Records from a collection:
::::

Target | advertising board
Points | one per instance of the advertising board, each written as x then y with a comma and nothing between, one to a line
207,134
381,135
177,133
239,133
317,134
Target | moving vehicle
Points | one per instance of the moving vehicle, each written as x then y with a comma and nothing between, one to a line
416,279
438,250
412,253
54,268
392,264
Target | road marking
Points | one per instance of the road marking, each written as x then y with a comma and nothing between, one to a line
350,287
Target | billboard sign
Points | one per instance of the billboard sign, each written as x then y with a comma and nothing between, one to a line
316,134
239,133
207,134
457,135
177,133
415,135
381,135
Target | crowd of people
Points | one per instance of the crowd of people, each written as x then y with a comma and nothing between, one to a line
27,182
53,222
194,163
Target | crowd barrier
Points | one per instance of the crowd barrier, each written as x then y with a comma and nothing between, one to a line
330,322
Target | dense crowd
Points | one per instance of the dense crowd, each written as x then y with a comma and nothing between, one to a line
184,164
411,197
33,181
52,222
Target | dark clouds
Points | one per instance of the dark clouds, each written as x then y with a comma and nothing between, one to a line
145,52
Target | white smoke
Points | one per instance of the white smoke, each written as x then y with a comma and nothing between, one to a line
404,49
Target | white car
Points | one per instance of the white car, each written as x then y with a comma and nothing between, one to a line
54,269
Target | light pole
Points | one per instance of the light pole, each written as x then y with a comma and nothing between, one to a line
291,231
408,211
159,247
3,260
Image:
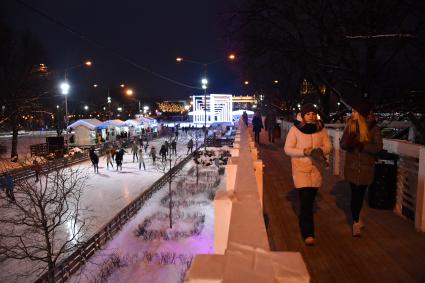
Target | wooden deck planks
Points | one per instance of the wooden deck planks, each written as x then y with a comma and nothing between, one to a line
390,250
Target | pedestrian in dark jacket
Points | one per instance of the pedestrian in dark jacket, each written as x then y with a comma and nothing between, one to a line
36,166
361,140
153,154
245,118
257,125
174,147
270,124
189,146
308,135
8,184
94,159
163,152
119,156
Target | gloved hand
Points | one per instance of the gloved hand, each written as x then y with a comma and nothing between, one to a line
319,158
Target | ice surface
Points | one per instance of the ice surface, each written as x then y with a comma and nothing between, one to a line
107,192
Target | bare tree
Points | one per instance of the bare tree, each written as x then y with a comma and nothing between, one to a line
46,222
23,80
344,48
165,166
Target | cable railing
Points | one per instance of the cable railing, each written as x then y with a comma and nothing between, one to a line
78,258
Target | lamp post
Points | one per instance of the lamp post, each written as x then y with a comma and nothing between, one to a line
65,87
204,81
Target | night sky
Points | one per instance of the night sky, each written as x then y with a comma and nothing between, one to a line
149,33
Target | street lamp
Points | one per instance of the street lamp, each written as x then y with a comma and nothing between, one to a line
65,87
204,81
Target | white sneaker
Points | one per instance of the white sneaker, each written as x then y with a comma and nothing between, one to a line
309,241
356,229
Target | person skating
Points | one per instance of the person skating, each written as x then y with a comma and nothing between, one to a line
146,146
257,125
8,184
119,156
361,140
36,166
141,159
108,157
153,154
245,118
174,147
306,136
270,123
163,152
135,150
189,146
94,159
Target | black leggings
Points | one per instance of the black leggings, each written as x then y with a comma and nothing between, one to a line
357,196
307,196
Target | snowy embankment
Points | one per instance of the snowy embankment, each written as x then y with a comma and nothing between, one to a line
106,193
147,249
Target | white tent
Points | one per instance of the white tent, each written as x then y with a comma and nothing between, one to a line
85,131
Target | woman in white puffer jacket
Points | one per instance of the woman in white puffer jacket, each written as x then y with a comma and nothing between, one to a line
307,143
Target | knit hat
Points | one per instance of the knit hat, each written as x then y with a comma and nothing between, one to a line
363,108
308,107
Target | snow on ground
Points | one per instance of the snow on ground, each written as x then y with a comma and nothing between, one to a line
107,192
147,250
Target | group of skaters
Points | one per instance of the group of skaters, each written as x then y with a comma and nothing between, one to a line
308,144
139,148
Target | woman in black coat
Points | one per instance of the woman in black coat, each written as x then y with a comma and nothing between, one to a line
257,124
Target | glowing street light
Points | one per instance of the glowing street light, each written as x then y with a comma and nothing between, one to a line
65,88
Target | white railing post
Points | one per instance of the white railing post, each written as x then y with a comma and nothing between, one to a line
258,168
420,194
336,152
222,214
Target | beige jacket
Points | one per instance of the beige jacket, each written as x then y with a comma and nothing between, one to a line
304,172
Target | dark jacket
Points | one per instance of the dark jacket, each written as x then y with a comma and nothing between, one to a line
270,121
257,124
360,157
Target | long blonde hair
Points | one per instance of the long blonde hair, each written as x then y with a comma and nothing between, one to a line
359,126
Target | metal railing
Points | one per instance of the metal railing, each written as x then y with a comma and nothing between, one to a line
77,259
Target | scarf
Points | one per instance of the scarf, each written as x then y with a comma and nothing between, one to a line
308,128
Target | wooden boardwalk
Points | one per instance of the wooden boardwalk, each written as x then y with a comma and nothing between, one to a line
390,250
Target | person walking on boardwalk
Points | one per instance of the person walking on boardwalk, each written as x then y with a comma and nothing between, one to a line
141,159
108,157
361,140
270,124
174,147
163,152
153,154
37,169
135,150
8,183
257,124
189,146
245,118
119,156
94,159
307,140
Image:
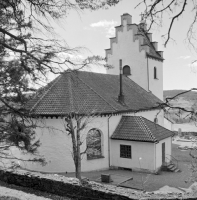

::::

What you will do:
Set every line down again exactly. Begin with the first line of the entries and finish with the line containing "Target | billboard sign".

Problem solution:
Target | advertising board
Points | one per instance of the advertising board, each written as x then y with a comma and nothing between, one to a line
207,134
381,135
177,133
239,133
317,134
Target | moving vehicle
Points | one per instance of the moving vehicle, each written as x then y with a comma and nothing between, one to a line
416,279
438,250
412,253
54,268
392,264
Target | road marking
Points | one per instance of the road marking, each written as x then y with a comma and nothing between, one to a line
350,287
Target | billboard sign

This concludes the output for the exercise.